__Directions for this task__:
Extract the lines from the start of the items up to and including the line that contains "box: [135, 56, 150, 111]", and reproduce them unchanged.

Records from a collection:
- - -

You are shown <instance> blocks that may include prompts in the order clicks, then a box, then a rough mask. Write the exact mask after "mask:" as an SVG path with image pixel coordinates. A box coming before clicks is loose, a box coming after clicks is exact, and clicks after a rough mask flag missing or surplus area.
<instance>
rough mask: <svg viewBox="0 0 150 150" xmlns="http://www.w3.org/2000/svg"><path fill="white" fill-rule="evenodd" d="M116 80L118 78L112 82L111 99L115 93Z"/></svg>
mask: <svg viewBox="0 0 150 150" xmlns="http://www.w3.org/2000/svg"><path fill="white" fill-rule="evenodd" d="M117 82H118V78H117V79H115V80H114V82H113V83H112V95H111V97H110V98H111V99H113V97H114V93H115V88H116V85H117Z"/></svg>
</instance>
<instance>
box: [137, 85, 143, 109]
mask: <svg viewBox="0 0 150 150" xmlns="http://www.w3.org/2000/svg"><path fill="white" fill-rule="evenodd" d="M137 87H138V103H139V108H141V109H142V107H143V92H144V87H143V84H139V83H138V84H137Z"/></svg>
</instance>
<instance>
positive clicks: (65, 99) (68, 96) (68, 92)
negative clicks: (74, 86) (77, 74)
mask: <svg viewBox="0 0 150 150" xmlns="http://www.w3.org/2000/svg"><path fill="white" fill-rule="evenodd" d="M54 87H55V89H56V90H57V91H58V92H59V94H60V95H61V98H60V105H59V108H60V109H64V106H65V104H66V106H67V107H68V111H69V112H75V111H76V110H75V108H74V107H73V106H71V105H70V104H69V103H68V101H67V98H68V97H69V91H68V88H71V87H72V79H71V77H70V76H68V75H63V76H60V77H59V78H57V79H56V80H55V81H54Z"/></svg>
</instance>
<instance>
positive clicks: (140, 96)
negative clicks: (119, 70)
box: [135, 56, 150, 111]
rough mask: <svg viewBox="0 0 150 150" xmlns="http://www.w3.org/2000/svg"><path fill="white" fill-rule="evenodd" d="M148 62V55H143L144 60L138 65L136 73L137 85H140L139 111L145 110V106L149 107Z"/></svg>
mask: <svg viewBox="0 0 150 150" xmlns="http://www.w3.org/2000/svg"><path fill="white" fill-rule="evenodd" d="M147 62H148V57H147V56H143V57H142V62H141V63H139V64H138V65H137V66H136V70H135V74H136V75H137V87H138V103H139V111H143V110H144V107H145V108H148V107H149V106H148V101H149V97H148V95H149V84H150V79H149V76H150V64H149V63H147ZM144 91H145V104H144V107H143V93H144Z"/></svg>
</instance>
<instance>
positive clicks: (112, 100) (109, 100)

- - -

__Result__:
You are shown <instance> blocks that may include prompts in the order clicks, then a box, then a rough mask. Write the exact mask after "mask:" as an SVG path with image pixel coordinates. A box coming before clicks is loose, a box coming after clicks is exact, and clicks after a rough mask flag missing or surplus area.
<instance>
rough mask: <svg viewBox="0 0 150 150" xmlns="http://www.w3.org/2000/svg"><path fill="white" fill-rule="evenodd" d="M116 80L118 78L112 82L111 99L115 93Z"/></svg>
mask: <svg viewBox="0 0 150 150" xmlns="http://www.w3.org/2000/svg"><path fill="white" fill-rule="evenodd" d="M117 82H118V78H117V79H115V80H114V82H113V83H112V95H111V97H110V98H111V99H113V97H114V93H115V88H116V85H117Z"/></svg>
</instance>
<instance>
box: [137, 85, 143, 109]
mask: <svg viewBox="0 0 150 150" xmlns="http://www.w3.org/2000/svg"><path fill="white" fill-rule="evenodd" d="M137 87H138V103H139V108H141V109H142V107H143V92H144V87H143V84H139V83H138V84H137Z"/></svg>
</instance>
<instance>
positive clicks: (65, 99) (68, 96) (68, 92)
negative clicks: (74, 86) (77, 74)
mask: <svg viewBox="0 0 150 150" xmlns="http://www.w3.org/2000/svg"><path fill="white" fill-rule="evenodd" d="M54 87H55V89H56V90H57V91H58V92H59V94H60V95H61V98H60V105H59V108H60V109H64V106H65V104H66V106H67V107H68V111H69V112H75V111H76V110H75V108H74V107H73V106H71V105H70V104H69V103H68V101H67V98H68V97H69V91H68V88H71V87H72V79H71V77H70V76H68V75H63V76H60V77H59V78H57V79H56V80H55V81H54Z"/></svg>
</instance>
<instance>
positive clicks: (140, 96)
negative clicks: (119, 70)
box: [135, 56, 150, 111]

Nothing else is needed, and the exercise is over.